**STORED DATA**
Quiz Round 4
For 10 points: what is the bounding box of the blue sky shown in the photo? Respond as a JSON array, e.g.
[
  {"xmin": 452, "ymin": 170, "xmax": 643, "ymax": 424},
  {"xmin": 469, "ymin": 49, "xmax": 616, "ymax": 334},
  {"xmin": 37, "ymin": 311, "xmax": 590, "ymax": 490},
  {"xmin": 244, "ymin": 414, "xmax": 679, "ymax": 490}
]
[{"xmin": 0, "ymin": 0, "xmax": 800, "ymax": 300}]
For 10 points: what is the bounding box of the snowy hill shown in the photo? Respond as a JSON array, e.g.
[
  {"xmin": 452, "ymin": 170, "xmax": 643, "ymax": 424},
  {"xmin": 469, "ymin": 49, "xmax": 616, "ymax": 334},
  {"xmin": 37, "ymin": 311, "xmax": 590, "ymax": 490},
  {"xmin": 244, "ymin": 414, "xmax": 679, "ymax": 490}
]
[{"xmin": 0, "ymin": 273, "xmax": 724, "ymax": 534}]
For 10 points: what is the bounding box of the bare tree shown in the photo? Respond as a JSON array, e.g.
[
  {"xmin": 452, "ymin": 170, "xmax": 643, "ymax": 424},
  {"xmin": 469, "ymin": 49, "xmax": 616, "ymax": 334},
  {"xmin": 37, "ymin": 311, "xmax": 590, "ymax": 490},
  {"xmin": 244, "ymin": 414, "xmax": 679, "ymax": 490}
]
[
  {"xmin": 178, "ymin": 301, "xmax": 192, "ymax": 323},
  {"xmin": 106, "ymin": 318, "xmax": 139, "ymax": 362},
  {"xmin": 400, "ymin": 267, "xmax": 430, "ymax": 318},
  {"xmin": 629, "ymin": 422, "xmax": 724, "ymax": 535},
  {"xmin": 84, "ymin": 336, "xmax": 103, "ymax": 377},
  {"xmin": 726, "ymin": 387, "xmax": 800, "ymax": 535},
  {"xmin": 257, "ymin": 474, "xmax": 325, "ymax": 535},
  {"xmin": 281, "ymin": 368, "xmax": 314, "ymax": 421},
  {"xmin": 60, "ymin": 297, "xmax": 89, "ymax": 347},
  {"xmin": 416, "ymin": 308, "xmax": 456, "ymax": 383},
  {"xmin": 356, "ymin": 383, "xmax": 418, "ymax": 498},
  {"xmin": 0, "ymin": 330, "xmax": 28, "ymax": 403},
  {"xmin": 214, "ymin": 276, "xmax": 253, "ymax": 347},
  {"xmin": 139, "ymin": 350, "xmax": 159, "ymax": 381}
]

**REQUIRED TASK**
Could you copy out the entire listing above, reproducing every line without any change?

**TASK ANSWER**
Quiz Round 4
For 10 points: what is the bounding box of the blue sky shown in the photo? Respond as a JSON array, e.g.
[
  {"xmin": 452, "ymin": 170, "xmax": 643, "ymax": 424},
  {"xmin": 469, "ymin": 49, "xmax": 616, "ymax": 334},
  {"xmin": 37, "ymin": 311, "xmax": 590, "ymax": 490},
  {"xmin": 244, "ymin": 414, "xmax": 679, "ymax": 490}
]
[{"xmin": 0, "ymin": 0, "xmax": 800, "ymax": 300}]
For 10 points: what is the bounding box of the snowy hill shown in the photo? Respond as a JSON array, e.g.
[
  {"xmin": 452, "ymin": 170, "xmax": 643, "ymax": 424},
  {"xmin": 469, "ymin": 49, "xmax": 616, "ymax": 334},
  {"xmin": 37, "ymin": 311, "xmax": 590, "ymax": 490},
  {"xmin": 244, "ymin": 414, "xmax": 679, "ymax": 490}
]
[{"xmin": 0, "ymin": 273, "xmax": 724, "ymax": 534}]
For 10 points: what is the bounding box of the bare tree shown in the photo? Respond as a JSON array, e.g.
[
  {"xmin": 452, "ymin": 170, "xmax": 643, "ymax": 424},
  {"xmin": 469, "ymin": 49, "xmax": 616, "ymax": 334},
  {"xmin": 37, "ymin": 311, "xmax": 590, "ymax": 490},
  {"xmin": 244, "ymin": 414, "xmax": 679, "ymax": 490}
]
[
  {"xmin": 178, "ymin": 301, "xmax": 192, "ymax": 323},
  {"xmin": 106, "ymin": 318, "xmax": 139, "ymax": 362},
  {"xmin": 400, "ymin": 267, "xmax": 430, "ymax": 318},
  {"xmin": 629, "ymin": 422, "xmax": 724, "ymax": 535},
  {"xmin": 84, "ymin": 336, "xmax": 103, "ymax": 377},
  {"xmin": 726, "ymin": 387, "xmax": 800, "ymax": 535},
  {"xmin": 257, "ymin": 474, "xmax": 325, "ymax": 535},
  {"xmin": 281, "ymin": 368, "xmax": 314, "ymax": 421},
  {"xmin": 60, "ymin": 297, "xmax": 89, "ymax": 347},
  {"xmin": 416, "ymin": 308, "xmax": 456, "ymax": 383},
  {"xmin": 356, "ymin": 383, "xmax": 418, "ymax": 498},
  {"xmin": 0, "ymin": 330, "xmax": 28, "ymax": 403},
  {"xmin": 214, "ymin": 276, "xmax": 253, "ymax": 347},
  {"xmin": 139, "ymin": 350, "xmax": 159, "ymax": 381}
]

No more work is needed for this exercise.